### What is required
Take the records below and write them out again exactly.

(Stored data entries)
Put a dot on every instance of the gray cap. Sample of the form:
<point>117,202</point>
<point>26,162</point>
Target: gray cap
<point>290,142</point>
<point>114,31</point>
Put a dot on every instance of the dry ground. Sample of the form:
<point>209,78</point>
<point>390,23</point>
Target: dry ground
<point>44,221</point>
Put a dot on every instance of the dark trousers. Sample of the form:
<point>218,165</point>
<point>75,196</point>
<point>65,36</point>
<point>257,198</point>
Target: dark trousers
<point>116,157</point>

### Solution to the problem
Put a dot on every instance of the gray cap. Sample of the form:
<point>117,202</point>
<point>26,162</point>
Target: gray cap
<point>290,142</point>
<point>114,31</point>
Put a dot on every instance of the dry ground. Sample of the form:
<point>209,78</point>
<point>390,23</point>
Target: dry ground
<point>44,221</point>
Put a dot on every instance of the dark trousers. Sample of the form:
<point>218,165</point>
<point>75,196</point>
<point>65,36</point>
<point>257,198</point>
Target: dark trousers
<point>116,157</point>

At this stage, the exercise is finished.